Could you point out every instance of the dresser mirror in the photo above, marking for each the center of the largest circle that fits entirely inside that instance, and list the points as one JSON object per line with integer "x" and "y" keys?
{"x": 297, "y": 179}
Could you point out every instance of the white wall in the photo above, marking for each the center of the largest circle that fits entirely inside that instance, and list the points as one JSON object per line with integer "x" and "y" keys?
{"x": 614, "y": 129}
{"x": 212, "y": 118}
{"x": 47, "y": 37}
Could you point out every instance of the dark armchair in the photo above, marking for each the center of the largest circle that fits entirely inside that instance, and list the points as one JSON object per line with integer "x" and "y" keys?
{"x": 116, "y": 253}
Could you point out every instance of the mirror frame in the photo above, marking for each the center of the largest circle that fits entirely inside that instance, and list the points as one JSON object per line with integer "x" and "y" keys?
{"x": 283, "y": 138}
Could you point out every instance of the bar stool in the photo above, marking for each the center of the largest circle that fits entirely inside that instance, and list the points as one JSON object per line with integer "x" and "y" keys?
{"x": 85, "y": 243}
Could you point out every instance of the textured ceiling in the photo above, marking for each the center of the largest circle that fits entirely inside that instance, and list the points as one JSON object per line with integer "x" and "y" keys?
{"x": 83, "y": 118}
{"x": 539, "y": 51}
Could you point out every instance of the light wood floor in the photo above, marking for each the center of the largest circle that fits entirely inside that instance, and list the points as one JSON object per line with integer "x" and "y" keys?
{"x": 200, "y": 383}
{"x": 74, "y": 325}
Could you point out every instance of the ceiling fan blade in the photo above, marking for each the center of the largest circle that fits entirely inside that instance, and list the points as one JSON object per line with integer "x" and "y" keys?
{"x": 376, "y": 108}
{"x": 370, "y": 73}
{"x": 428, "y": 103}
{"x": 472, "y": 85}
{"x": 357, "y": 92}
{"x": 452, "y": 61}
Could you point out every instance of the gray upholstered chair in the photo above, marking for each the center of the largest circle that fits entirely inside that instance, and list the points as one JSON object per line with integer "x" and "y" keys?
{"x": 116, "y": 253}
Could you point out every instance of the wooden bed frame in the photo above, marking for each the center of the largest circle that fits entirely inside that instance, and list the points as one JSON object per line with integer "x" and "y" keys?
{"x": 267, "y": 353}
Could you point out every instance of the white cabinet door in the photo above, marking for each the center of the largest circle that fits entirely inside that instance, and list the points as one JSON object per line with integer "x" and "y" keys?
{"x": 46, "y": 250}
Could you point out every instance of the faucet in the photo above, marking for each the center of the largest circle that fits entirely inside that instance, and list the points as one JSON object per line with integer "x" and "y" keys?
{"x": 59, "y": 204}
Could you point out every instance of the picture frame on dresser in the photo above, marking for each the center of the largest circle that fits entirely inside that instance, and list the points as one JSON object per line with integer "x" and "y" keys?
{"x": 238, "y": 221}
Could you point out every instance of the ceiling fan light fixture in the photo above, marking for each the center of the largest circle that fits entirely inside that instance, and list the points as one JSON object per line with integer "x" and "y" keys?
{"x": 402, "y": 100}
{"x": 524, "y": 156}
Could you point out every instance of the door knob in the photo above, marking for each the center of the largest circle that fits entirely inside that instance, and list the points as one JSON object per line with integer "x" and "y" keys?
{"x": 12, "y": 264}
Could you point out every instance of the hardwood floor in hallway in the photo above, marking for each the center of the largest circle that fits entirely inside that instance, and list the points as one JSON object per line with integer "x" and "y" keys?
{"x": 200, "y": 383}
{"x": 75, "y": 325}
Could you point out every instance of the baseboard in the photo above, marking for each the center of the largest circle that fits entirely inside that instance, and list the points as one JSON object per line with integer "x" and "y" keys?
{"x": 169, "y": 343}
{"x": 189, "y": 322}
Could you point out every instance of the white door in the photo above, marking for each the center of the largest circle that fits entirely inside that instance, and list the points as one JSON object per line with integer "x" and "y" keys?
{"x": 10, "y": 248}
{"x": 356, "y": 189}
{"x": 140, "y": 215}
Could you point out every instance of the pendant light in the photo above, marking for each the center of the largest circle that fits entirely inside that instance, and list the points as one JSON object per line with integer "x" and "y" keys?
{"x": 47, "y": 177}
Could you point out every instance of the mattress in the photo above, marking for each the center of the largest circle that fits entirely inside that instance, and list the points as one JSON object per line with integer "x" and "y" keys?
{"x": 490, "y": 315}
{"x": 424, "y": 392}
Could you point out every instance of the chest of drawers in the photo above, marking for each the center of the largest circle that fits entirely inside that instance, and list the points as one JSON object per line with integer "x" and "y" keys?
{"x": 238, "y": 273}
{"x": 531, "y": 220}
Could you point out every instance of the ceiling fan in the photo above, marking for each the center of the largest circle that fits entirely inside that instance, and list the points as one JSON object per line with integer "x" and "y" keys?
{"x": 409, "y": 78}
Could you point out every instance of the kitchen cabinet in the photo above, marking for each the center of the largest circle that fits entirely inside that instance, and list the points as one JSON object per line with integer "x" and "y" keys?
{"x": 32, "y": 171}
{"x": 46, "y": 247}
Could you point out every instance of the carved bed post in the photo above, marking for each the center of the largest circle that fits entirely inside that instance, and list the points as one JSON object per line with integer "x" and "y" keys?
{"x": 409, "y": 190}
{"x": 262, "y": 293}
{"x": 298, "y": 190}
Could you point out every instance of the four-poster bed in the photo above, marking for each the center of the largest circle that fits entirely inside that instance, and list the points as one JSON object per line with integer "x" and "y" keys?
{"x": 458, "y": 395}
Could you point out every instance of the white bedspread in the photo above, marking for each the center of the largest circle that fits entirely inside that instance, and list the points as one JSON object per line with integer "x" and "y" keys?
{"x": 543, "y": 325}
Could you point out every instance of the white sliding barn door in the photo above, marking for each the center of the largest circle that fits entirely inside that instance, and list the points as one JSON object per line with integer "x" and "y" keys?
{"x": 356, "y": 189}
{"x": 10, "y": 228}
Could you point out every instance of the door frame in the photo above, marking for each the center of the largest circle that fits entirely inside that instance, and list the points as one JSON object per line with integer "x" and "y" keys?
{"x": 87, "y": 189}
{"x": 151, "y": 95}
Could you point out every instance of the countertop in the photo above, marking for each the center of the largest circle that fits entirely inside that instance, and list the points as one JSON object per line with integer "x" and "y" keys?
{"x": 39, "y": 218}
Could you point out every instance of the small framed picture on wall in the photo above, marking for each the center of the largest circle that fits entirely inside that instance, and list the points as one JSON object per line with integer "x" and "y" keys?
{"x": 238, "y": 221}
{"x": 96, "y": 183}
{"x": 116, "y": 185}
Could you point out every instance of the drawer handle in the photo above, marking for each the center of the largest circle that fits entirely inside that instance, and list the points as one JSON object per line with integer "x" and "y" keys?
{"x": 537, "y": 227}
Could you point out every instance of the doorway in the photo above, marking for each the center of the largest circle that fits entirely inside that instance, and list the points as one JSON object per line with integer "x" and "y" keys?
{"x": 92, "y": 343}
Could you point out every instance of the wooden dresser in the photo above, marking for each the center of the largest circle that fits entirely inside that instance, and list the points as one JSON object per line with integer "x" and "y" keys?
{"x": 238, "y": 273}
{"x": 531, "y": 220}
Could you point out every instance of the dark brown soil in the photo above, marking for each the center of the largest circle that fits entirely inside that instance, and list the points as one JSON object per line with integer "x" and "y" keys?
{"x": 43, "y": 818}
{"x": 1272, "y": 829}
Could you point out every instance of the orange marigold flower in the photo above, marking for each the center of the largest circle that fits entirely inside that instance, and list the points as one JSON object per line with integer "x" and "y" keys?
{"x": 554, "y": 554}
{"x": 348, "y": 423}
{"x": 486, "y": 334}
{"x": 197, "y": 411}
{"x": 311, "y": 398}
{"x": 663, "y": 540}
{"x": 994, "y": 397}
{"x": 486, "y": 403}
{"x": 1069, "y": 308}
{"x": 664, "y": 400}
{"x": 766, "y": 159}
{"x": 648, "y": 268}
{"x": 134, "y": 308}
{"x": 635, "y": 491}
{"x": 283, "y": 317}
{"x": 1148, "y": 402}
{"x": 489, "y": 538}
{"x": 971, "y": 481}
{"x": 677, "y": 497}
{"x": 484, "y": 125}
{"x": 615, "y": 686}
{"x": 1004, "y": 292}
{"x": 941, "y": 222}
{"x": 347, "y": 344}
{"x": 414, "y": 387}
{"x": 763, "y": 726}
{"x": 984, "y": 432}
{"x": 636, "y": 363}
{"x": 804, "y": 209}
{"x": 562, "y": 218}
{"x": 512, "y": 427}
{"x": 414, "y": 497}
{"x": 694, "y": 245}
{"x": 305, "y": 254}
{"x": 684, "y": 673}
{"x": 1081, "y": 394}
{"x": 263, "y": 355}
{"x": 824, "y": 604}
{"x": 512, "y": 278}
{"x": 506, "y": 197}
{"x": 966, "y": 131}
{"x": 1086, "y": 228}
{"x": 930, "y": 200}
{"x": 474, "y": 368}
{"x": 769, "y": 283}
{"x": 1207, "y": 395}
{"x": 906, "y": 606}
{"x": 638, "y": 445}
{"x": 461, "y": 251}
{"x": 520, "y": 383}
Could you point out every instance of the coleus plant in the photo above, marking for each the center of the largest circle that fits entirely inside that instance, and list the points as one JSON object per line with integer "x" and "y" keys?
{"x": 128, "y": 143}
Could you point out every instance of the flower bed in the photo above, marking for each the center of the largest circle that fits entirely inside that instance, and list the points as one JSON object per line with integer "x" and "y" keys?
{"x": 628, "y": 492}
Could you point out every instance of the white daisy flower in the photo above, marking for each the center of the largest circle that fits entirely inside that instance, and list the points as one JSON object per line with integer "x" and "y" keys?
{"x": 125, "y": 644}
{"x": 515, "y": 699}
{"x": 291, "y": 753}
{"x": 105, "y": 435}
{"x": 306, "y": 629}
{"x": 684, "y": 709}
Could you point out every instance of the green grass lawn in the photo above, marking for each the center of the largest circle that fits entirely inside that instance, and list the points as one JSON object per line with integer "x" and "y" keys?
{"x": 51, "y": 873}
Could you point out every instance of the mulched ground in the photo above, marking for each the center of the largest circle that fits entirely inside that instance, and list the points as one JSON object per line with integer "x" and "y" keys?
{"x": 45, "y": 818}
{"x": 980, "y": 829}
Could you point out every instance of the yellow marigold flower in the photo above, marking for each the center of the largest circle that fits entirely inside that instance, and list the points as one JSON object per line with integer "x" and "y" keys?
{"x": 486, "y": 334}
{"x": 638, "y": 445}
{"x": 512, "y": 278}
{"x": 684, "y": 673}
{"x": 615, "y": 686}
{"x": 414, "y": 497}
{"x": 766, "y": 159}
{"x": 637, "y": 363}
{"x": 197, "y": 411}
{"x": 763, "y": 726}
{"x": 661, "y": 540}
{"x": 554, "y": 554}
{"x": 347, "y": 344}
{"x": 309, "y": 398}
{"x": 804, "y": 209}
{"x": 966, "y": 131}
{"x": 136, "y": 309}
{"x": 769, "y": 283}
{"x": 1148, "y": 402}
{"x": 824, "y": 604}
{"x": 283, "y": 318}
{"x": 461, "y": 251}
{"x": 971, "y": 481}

---*---

Return the lines beginning at the one that contains "Could you point out every instance of the yellow" and continuing through the last line of the data, exactly as they stand and without any others.

Task answer
Could you point out every instance of the yellow marigold flower in the photo above, marking for each the center of the largest circle that fits entirely inside that instance, and list the points as one JSON object per line with integer "x" and "y" keys?
{"x": 486, "y": 334}
{"x": 638, "y": 445}
{"x": 512, "y": 278}
{"x": 684, "y": 673}
{"x": 615, "y": 686}
{"x": 414, "y": 497}
{"x": 766, "y": 159}
{"x": 637, "y": 363}
{"x": 197, "y": 411}
{"x": 763, "y": 726}
{"x": 661, "y": 540}
{"x": 554, "y": 554}
{"x": 347, "y": 344}
{"x": 309, "y": 398}
{"x": 804, "y": 209}
{"x": 966, "y": 131}
{"x": 136, "y": 309}
{"x": 769, "y": 283}
{"x": 1148, "y": 402}
{"x": 824, "y": 604}
{"x": 283, "y": 318}
{"x": 461, "y": 251}
{"x": 971, "y": 481}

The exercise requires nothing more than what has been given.